## Source excerpt:
★ ★ ★ ★

# Fourier shift of a Gaussian pulse

Suppose we have 2 identical gaussian pulse signals in time domain, offset by time delay $$\tau$$. After taking fourier transform of both into frequency domain, I want to phase shift one of them such that when I do an inverse FT back, the two pulses are now matching. I know I can do this using fourier shift theorem,

$$f(t-\tau) = e^{-i \tau \omega} * \mathcal{F}(f)$$.

If I multiply $$e^{i \tau \omega}$$ then IFT, I'll get the offset pulse to no longer be offset.

I've tried this on 2 offset sinusoids, it works. Question is, If I have two single gaussian pulses, what will $$\omega$$ be? For sinusoid example, it's straightforward but what would be the "frequency of a gaussian pulse"?

★ ★ ★ ★

## Work to complete:
Decide whether each statement below agrees with the Gaussian pulse question, answering yes or no and quoting the words of the text that settle it. (a) The two pulses are separated by a time delay τ. (b) The phase-shift method failed when tried on two offset sinusoids. (c) The plan is to multiply by e^{iτω} and then take the inverse transform.

(Stored entries)
★ ★ ★ ★

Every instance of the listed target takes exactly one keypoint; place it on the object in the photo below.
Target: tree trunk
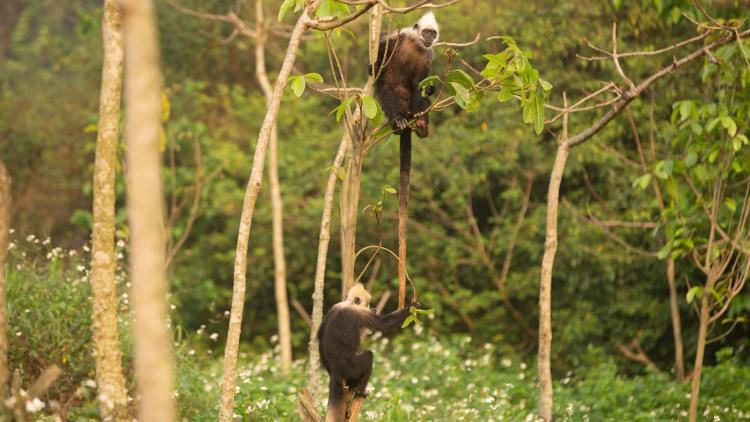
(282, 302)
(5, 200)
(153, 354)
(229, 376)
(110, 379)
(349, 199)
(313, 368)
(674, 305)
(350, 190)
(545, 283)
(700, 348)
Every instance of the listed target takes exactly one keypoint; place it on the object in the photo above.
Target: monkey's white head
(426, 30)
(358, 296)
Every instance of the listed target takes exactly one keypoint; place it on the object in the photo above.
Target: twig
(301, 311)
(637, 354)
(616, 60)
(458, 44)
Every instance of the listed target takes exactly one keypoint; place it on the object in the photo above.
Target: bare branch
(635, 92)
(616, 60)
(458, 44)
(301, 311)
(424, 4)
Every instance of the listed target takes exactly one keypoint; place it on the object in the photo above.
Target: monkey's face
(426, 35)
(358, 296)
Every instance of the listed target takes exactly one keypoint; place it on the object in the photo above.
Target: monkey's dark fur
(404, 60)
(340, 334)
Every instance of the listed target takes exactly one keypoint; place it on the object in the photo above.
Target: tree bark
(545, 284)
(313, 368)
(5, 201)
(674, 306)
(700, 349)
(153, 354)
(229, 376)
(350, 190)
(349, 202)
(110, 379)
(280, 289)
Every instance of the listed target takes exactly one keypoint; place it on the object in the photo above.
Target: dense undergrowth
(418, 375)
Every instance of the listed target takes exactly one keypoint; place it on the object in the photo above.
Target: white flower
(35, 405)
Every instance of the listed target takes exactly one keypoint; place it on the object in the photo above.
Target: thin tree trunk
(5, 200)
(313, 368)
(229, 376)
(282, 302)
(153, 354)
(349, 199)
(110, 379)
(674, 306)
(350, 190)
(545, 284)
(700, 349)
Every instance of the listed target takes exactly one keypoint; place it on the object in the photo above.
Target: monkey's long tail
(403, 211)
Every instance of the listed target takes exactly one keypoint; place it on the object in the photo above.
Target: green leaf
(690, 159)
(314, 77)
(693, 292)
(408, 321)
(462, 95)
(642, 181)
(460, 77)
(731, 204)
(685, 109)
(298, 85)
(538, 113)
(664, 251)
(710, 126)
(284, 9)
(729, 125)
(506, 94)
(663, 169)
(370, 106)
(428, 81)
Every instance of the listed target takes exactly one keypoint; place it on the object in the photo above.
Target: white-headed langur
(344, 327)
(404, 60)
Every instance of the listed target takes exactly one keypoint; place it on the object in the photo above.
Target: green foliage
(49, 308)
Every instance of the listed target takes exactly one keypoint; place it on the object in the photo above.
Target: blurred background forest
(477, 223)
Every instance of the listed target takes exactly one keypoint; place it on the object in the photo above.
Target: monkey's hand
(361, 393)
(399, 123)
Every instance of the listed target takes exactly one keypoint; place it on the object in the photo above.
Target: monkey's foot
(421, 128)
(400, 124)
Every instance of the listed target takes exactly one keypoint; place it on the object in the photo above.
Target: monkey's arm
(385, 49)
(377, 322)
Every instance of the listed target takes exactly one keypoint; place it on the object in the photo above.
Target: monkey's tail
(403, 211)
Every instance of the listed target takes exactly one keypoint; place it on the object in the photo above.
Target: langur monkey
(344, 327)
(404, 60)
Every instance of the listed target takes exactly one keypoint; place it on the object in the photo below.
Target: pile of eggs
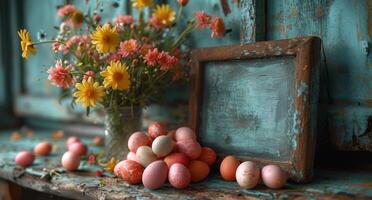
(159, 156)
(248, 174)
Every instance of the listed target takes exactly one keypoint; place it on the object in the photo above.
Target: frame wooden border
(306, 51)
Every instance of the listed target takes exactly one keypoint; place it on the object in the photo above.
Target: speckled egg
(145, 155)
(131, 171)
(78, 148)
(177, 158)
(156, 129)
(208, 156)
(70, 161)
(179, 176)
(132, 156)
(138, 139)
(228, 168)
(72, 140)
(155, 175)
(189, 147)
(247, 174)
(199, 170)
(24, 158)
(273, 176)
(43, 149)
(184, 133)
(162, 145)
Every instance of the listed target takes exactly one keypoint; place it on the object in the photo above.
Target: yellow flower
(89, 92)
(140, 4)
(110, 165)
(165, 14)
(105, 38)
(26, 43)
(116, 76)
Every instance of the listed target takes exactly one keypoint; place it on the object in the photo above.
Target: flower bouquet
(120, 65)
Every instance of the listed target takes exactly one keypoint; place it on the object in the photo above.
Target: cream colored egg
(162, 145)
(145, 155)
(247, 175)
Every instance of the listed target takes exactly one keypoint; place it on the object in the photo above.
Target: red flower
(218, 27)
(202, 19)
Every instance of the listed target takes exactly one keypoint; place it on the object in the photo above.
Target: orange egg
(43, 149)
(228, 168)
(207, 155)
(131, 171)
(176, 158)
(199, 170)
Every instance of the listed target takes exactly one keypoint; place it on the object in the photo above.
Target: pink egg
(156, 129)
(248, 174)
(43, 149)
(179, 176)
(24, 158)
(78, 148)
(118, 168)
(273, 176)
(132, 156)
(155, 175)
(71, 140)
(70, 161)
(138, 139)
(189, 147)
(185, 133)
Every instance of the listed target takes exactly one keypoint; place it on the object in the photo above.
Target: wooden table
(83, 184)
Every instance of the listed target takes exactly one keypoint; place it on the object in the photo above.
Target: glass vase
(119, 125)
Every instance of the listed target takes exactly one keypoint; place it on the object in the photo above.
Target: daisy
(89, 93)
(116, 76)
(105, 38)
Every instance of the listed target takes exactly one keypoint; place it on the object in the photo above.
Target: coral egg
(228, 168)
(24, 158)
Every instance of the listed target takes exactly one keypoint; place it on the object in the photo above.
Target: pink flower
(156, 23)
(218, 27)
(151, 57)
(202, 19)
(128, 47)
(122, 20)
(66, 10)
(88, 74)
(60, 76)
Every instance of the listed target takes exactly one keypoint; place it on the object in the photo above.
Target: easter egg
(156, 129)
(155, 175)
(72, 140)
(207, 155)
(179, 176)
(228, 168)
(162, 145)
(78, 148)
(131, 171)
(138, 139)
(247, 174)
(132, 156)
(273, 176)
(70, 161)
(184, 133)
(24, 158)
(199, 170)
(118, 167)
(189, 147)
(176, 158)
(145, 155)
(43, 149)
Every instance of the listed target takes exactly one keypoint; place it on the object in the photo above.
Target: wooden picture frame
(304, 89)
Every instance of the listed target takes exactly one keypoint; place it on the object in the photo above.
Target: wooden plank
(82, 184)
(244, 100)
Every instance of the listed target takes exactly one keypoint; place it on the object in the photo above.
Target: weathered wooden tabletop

★ ★ ★ ★

## Worked solution:
(a) Yes: "offset by time delay $$\tau$$"
(b) No: "I've tried this on 2 offset sinusoids, it works."
(c) Yes: "If I multiply $$e^{i \tau \omega}$$ then IFT"